◆ **GIVEN INSTRUCTION**
Render every line of the items below as a Markdown table with the columns "Number" and "Line", putting each line's sequential number in the first column and skipping blank lines.

◆ **EXTRACTED INFORMATION**
------------------------

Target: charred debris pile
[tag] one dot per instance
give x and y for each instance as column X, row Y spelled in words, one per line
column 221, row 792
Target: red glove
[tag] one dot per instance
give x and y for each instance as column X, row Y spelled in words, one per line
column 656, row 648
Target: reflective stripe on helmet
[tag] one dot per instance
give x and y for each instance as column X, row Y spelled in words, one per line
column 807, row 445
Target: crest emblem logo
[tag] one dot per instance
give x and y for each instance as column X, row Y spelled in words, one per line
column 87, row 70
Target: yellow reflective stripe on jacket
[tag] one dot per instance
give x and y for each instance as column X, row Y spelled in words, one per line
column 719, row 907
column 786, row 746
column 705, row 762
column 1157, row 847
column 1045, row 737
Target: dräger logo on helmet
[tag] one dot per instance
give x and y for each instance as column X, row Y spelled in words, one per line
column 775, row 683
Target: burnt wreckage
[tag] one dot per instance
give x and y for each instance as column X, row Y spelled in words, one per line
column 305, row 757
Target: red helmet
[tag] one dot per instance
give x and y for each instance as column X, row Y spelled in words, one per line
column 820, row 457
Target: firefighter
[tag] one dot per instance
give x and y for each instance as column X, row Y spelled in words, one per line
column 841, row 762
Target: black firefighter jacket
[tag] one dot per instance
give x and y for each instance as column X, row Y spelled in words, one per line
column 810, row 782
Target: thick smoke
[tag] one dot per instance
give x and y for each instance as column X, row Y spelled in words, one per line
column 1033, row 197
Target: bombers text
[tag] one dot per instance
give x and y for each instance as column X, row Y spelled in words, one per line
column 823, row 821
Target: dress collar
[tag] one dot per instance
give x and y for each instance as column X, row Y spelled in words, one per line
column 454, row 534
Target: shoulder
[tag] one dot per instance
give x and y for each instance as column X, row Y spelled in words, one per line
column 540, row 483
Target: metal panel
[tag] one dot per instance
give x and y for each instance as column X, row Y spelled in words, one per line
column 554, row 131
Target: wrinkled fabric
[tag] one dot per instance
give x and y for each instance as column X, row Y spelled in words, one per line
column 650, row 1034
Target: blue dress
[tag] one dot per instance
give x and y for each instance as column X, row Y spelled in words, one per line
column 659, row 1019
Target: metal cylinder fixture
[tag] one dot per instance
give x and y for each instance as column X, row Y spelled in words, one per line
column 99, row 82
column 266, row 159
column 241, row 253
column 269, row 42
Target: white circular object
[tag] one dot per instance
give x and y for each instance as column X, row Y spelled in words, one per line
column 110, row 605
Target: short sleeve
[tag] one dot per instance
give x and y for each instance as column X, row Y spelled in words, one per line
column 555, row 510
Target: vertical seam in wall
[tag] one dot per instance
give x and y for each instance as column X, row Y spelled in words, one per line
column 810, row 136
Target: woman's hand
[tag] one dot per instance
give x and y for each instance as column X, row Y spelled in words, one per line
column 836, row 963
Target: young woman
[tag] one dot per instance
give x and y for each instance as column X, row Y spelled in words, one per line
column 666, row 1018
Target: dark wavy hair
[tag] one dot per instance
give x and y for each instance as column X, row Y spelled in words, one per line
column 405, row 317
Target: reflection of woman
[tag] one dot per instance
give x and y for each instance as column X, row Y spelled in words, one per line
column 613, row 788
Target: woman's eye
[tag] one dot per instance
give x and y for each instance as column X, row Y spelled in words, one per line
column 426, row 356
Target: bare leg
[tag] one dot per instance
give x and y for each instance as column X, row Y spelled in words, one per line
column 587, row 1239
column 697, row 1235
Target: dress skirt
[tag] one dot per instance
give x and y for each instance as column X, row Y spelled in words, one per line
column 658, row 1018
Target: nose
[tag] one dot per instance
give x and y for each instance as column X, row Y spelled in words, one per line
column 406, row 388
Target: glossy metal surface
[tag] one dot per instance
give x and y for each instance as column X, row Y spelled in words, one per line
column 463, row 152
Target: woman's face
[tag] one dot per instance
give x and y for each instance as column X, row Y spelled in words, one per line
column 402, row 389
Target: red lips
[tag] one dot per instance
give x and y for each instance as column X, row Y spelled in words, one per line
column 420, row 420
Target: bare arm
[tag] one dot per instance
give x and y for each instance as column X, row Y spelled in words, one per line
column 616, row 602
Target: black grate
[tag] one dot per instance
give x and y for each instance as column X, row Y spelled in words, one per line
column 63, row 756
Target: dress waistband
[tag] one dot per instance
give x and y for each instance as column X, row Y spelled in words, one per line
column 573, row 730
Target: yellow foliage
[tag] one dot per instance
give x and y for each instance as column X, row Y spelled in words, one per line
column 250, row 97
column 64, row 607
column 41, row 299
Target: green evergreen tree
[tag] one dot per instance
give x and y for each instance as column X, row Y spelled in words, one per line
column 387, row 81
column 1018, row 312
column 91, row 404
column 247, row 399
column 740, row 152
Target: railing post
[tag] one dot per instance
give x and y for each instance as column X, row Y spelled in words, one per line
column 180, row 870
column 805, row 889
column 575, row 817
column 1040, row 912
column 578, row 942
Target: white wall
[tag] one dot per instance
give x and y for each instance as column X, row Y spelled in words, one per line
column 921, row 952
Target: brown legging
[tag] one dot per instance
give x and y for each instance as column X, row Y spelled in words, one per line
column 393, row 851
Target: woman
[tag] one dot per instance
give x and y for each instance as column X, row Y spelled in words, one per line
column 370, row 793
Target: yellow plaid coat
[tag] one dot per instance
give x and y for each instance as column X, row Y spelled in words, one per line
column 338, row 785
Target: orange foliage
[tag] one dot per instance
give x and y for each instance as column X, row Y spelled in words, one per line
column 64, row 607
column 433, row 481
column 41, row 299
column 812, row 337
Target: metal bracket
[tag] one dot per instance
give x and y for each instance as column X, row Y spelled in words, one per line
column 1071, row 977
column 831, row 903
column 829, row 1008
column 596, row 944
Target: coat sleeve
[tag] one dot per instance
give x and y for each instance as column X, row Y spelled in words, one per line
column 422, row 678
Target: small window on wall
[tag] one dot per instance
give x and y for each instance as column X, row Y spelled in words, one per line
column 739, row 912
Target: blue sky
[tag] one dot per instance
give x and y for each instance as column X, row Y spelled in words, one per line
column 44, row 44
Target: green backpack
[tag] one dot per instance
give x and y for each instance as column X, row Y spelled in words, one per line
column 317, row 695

------------------------

◆ **OUTPUT BELOW**
| Number | Line |
|---|---|
| 1 | Target: charred debris pile |
| 2 | [tag] one dot per instance |
| 3 | give x and y for each instance as column X, row Y spelled in words, one per line |
| 4 | column 221, row 792 |
| 5 | Target: red glove |
| 6 | [tag] one dot per instance |
| 7 | give x and y for each instance as column X, row Y spelled in words, one per line |
| 8 | column 656, row 648 |
| 9 | Target: reflective stripe on helmet |
| 10 | [tag] one dot per instance |
| 11 | give x and y for each instance as column X, row Y spelled in words, one per line |
| 12 | column 807, row 445 |
| 13 | Target: crest emblem logo |
| 14 | [tag] one dot per instance |
| 15 | give x and y for each instance as column X, row Y spelled in words, one per line |
| 16 | column 87, row 70 |
| 17 | Target: yellow reflective stripe on jacket |
| 18 | [tag] one dot per instance |
| 19 | give x and y for each instance as column X, row Y spelled in words, one per line |
| 20 | column 719, row 907 |
| 21 | column 786, row 746 |
| 22 | column 705, row 762 |
| 23 | column 1157, row 847 |
| 24 | column 1045, row 737 |
| 25 | Target: dräger logo on helmet |
| 26 | [tag] one dot per instance |
| 27 | give x and y for each instance as column X, row Y spelled in words, one per line |
| 28 | column 775, row 683 |
| 29 | Target: burnt wreckage |
| 30 | [tag] one dot per instance |
| 31 | give x and y for each instance as column X, row Y spelled in words, one per line |
| 32 | column 305, row 757 |
| 33 | Target: red helmet |
| 34 | [tag] one dot per instance |
| 35 | give x and y for each instance as column X, row Y spelled in words, one per line |
| 36 | column 820, row 457 |
| 37 | Target: firefighter |
| 38 | [tag] one dot per instance |
| 39 | give x and y for each instance as column X, row Y spelled in words, one per line |
| 40 | column 841, row 762 |
| 41 | Target: black firefighter jacket |
| 42 | [tag] one dot per instance |
| 43 | give x and y for each instance as column X, row Y spelled in words, one per line |
| 44 | column 810, row 782 |
| 45 | Target: thick smoke |
| 46 | [tag] one dot per instance |
| 47 | give x and y for each instance as column X, row Y spelled in words, one per line |
| 48 | column 1033, row 197 |
| 49 | Target: bombers text |
| 50 | [tag] one dot per instance |
| 51 | give x and y for each instance as column X, row Y spelled in words, one per line |
| 52 | column 823, row 821 |
| 53 | Target: dress collar |
| 54 | [tag] one dot per instance |
| 55 | give x and y for each instance as column X, row Y spelled in words, one per line |
| 56 | column 454, row 534 |
| 57 | Target: shoulder |
| 58 | [tag] one dot per instance |
| 59 | give x and y for each instance as column X, row Y spelled in words, one per line |
| 60 | column 540, row 483 |
| 61 | Target: metal panel |
| 62 | [tag] one dot per instance |
| 63 | give x and y for each instance as column X, row Y spelled in words, one per line |
| 64 | column 554, row 131 |
| 65 | Target: wrinkled fabric |
| 66 | [tag] one dot per instance |
| 67 | give x and y for each instance as column X, row Y spelled in words, one per line |
| 68 | column 650, row 1034 |
| 69 | Target: blue dress |
| 70 | [tag] one dot per instance |
| 71 | give x and y for each instance as column X, row Y spelled in words, one per line |
| 72 | column 659, row 1019 |
| 73 | Target: metal cylinder fixture |
| 74 | [tag] one dot per instance |
| 75 | give x and y for each instance as column X, row Y spelled in words, one per line |
| 76 | column 99, row 82 |
| 77 | column 266, row 159 |
| 78 | column 241, row 253 |
| 79 | column 269, row 42 |
| 80 | Target: white circular object |
| 81 | [tag] one dot per instance |
| 82 | give x and y for each instance as column X, row Y spelled in words, one per line |
| 83 | column 110, row 605 |
| 84 | Target: short sleeve |
| 85 | [tag] one dot per instance |
| 86 | give x and y for each instance as column X, row Y spelled in words, one per line |
| 87 | column 555, row 510 |
| 88 | Target: vertical seam in wall |
| 89 | [tag] one dot per instance |
| 90 | give x and y for each instance as column X, row Y spelled in words, one per line |
| 91 | column 810, row 136 |
| 92 | Target: woman's hand |
| 93 | [tag] one dot per instance |
| 94 | give x and y for each instance as column X, row Y spelled in words, one per line |
| 95 | column 836, row 963 |
| 96 | Target: young woman |
| 97 | [tag] one dot per instance |
| 98 | give x and y for each instance as column X, row Y spelled in words, one per line |
| 99 | column 666, row 1018 |
| 100 | Target: dark wavy hair |
| 101 | [tag] one dot per instance |
| 102 | give x and y for each instance as column X, row Y spelled in words, one per line |
| 103 | column 405, row 317 |
| 104 | Target: reflection of woman |
| 105 | [tag] one dot per instance |
| 106 | give x and y for each instance as column X, row Y spelled in words, one per line |
| 107 | column 613, row 788 |
| 108 | Target: woman's eye |
| 109 | [tag] one dot per instance |
| 110 | give x and y for each instance as column X, row Y spelled in words, one per line |
| 111 | column 426, row 356 |
| 112 | Target: bare leg |
| 113 | [tag] one dot per instance |
| 114 | give x and y for each instance as column X, row Y spelled in words, one per line |
| 115 | column 587, row 1239 |
| 116 | column 697, row 1235 |
| 117 | Target: dress skirt |
| 118 | [tag] one dot per instance |
| 119 | give x and y for each instance as column X, row Y spelled in words, one per line |
| 120 | column 658, row 1018 |
| 121 | Target: nose |
| 122 | [tag] one dot per instance |
| 123 | give x and y for each instance as column X, row Y spelled in words, one per line |
| 124 | column 406, row 388 |
| 125 | Target: glossy metal surface |
| 126 | [tag] one dot per instance |
| 127 | give x and y for each instance as column X, row Y spelled in words, one per line |
| 128 | column 463, row 152 |
| 129 | Target: woman's face |
| 130 | [tag] one dot per instance |
| 131 | give x and y for each instance as column X, row Y spelled in words, one per line |
| 132 | column 402, row 389 |
| 133 | Target: red lips |
| 134 | [tag] one dot per instance |
| 135 | give x and y for each instance as column X, row Y spelled in words, one per line |
| 136 | column 420, row 420 |
| 137 | Target: bare arm |
| 138 | [tag] one dot per instance |
| 139 | give x and y for each instance as column X, row Y spelled in words, one per line |
| 140 | column 616, row 602 |
| 141 | Target: black grate |
| 142 | [tag] one dot per instance |
| 143 | give x and y for each instance as column X, row Y spelled in words, one per line |
| 144 | column 63, row 756 |
| 145 | Target: dress waistband |
| 146 | [tag] one dot per instance |
| 147 | give x and y for each instance as column X, row Y spelled in words, one per line |
| 148 | column 573, row 730 |
| 149 | Target: yellow foliage |
| 150 | [tag] one dot per instance |
| 151 | give x and y for each instance as column X, row Y spelled in words, one per line |
| 152 | column 250, row 97 |
| 153 | column 64, row 607 |
| 154 | column 41, row 299 |
| 155 | Target: green evergreen tree |
| 156 | [tag] one dot per instance |
| 157 | give x and y for each instance as column X, row Y spelled in words, one per line |
| 158 | column 387, row 81 |
| 159 | column 1018, row 312 |
| 160 | column 91, row 404 |
| 161 | column 247, row 399 |
| 162 | column 740, row 152 |
| 163 | Target: railing post |
| 164 | [tag] one dot per instance |
| 165 | give x and y for each instance as column X, row Y spelled in words, one per line |
| 166 | column 180, row 870 |
| 167 | column 805, row 889 |
| 168 | column 575, row 817 |
| 169 | column 1040, row 912 |
| 170 | column 578, row 942 |
| 171 | Target: white wall |
| 172 | [tag] one dot per instance |
| 173 | give x and y for each instance as column X, row Y spelled in words, one per line |
| 174 | column 921, row 952 |
| 175 | Target: brown legging |
| 176 | [tag] one dot per instance |
| 177 | give x and y for each instance as column X, row Y spelled in words, one per line |
| 178 | column 393, row 851 |
| 179 | Target: woman |
| 180 | [tag] one dot per instance |
| 181 | give x and y for each instance as column X, row Y spelled in words, one per line |
| 182 | column 370, row 793 |
| 183 | Target: yellow plaid coat |
| 184 | [tag] one dot per instance |
| 185 | give x and y for each instance as column X, row Y spelled in words, one per line |
| 186 | column 338, row 785 |
| 187 | Target: orange foliage |
| 188 | [tag] one dot per instance |
| 189 | give x and y for each instance as column X, row Y spelled in words, one per line |
| 190 | column 64, row 607 |
| 191 | column 433, row 481 |
| 192 | column 41, row 299 |
| 193 | column 812, row 337 |
| 194 | Target: metal bracket |
| 195 | [tag] one dot per instance |
| 196 | give x and y for each instance as column X, row Y spelled in words, one per line |
| 197 | column 1071, row 977 |
| 198 | column 831, row 903 |
| 199 | column 829, row 1008 |
| 200 | column 596, row 944 |
| 201 | Target: coat sleeve |
| 202 | [tag] one dot per instance |
| 203 | give x and y for each instance as column X, row Y spelled in words, one per line |
| 204 | column 422, row 678 |
| 205 | Target: small window on wall |
| 206 | [tag] one dot per instance |
| 207 | give x and y for each instance as column X, row Y spelled in words, one per line |
| 208 | column 739, row 912 |
| 209 | Target: blue sky |
| 210 | [tag] one dot per instance |
| 211 | give x and y for each instance as column X, row Y spelled in words, one per line |
| 212 | column 44, row 44 |
| 213 | Target: green backpack |
| 214 | [tag] one dot per instance |
| 215 | give x and y for each instance as column X, row Y spelled in words, one per line |
| 216 | column 317, row 695 |